## Written task
Pick out every line in the records below that contains the word "grass", and copy each of those lines in full. Case counts.

## Data for processing
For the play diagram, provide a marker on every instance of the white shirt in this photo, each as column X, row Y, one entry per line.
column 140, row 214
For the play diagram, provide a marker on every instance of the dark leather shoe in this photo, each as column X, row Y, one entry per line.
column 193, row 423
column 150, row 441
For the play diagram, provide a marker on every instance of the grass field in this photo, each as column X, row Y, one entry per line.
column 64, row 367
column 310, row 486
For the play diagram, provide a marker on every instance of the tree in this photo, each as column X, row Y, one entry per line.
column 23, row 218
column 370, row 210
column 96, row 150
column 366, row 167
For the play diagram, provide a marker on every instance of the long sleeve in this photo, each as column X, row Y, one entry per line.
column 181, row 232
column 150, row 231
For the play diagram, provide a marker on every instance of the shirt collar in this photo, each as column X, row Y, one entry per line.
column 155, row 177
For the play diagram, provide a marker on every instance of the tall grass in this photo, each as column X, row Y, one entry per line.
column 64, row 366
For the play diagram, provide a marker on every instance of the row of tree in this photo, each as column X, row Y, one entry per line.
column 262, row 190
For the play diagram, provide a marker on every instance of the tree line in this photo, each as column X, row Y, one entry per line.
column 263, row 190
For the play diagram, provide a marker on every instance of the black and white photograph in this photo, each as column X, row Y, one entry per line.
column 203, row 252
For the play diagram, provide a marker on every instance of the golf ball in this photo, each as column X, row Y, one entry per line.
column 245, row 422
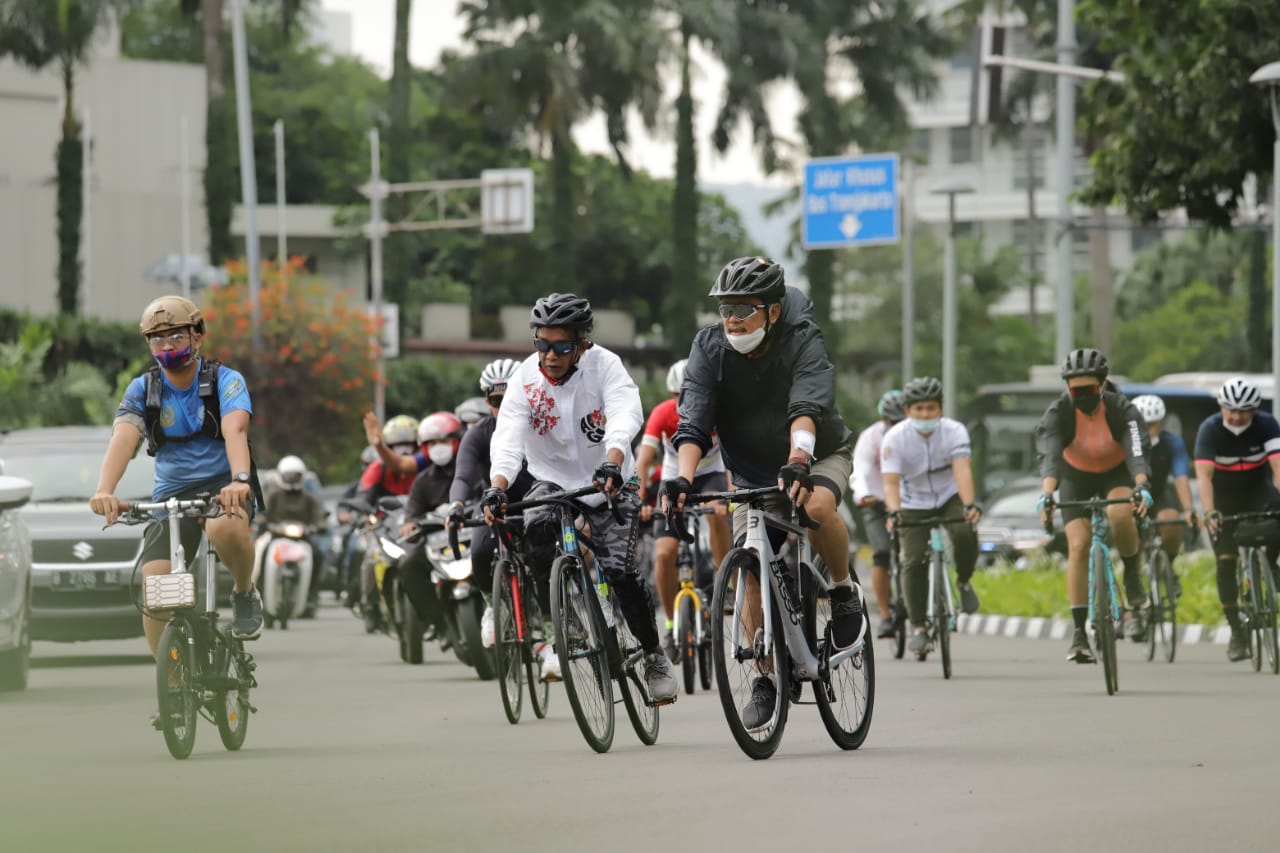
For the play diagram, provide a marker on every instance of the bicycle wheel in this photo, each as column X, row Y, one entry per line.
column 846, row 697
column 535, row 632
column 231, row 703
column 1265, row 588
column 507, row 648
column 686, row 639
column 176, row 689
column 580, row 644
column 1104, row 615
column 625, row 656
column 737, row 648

* * *

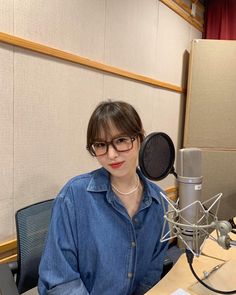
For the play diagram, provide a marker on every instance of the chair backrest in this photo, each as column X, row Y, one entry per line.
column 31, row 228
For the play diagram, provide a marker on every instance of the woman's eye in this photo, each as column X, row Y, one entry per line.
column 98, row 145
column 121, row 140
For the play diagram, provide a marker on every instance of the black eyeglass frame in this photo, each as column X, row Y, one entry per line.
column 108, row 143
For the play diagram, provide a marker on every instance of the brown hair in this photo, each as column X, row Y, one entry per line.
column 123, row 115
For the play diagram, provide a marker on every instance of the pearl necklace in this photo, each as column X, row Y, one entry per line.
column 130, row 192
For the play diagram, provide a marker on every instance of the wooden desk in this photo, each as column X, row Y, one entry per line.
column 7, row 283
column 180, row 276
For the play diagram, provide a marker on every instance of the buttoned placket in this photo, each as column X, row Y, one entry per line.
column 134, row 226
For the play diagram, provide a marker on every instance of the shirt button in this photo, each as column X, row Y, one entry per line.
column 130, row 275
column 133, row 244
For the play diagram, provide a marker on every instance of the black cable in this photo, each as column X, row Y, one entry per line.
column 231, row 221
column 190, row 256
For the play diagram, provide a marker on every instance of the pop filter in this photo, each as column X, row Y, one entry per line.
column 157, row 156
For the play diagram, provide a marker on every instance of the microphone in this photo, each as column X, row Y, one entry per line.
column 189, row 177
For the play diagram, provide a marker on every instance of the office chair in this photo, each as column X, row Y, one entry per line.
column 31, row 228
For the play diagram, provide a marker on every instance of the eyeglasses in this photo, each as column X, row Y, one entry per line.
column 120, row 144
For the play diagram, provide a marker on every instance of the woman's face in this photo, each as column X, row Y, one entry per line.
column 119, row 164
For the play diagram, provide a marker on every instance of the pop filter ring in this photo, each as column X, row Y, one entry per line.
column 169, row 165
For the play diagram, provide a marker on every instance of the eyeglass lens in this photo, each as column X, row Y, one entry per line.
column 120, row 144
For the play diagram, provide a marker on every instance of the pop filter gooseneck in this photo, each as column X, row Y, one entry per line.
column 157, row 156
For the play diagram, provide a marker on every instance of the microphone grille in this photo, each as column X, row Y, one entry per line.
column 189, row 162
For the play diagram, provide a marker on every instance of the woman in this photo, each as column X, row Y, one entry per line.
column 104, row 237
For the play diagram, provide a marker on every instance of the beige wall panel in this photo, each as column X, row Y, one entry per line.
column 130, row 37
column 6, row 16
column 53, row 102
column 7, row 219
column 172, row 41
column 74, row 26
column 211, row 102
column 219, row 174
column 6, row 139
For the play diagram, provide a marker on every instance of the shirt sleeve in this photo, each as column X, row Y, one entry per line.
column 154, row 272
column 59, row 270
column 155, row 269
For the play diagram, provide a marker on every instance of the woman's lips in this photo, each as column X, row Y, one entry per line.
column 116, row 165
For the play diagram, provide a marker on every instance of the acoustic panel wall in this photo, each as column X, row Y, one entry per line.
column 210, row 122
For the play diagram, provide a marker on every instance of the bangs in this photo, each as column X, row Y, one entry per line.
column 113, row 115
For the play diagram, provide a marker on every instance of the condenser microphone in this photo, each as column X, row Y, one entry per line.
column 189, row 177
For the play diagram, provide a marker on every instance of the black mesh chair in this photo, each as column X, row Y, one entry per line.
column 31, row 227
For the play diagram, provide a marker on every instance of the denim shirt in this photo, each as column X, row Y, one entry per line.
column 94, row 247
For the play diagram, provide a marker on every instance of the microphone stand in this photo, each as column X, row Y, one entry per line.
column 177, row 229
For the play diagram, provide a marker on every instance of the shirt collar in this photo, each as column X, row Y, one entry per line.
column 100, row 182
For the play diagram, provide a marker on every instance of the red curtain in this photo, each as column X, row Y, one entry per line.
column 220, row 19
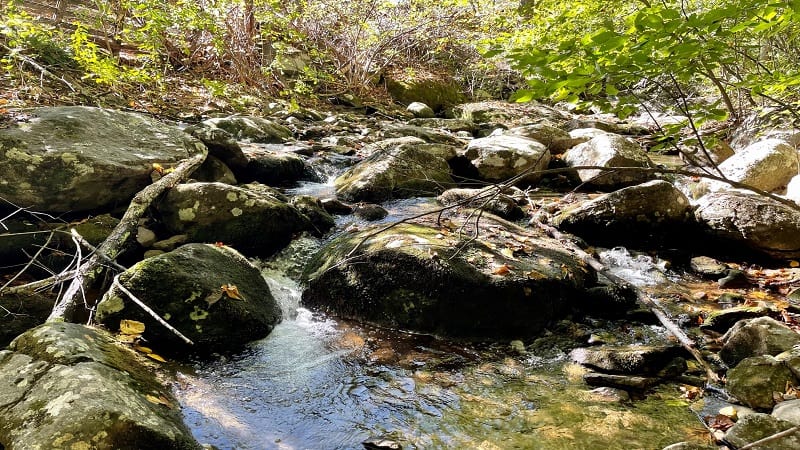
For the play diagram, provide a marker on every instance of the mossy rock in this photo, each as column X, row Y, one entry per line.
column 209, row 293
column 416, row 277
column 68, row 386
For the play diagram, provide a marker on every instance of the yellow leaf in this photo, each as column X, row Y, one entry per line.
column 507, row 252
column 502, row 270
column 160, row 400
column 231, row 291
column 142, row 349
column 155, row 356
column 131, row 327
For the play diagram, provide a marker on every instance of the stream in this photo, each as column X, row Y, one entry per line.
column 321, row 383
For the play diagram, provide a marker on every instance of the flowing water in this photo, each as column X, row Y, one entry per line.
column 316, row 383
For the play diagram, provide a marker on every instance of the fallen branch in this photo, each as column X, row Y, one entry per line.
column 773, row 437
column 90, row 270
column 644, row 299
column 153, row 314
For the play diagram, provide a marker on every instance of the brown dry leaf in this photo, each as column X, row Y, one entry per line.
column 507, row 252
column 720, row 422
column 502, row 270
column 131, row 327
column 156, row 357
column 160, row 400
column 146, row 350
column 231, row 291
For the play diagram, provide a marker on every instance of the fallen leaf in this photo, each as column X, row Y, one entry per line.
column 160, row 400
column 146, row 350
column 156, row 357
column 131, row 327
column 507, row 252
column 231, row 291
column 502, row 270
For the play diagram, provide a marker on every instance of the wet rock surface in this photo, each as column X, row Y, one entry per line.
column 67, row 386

## Written reply
For the play diagram, provide a marker on every instance of the grass field in this photo, each as column X, row Y, one entry per line.
For the play diagram, provide a marker on every instance of the tall grass in this photo, each as column X, row Y, one entry per line.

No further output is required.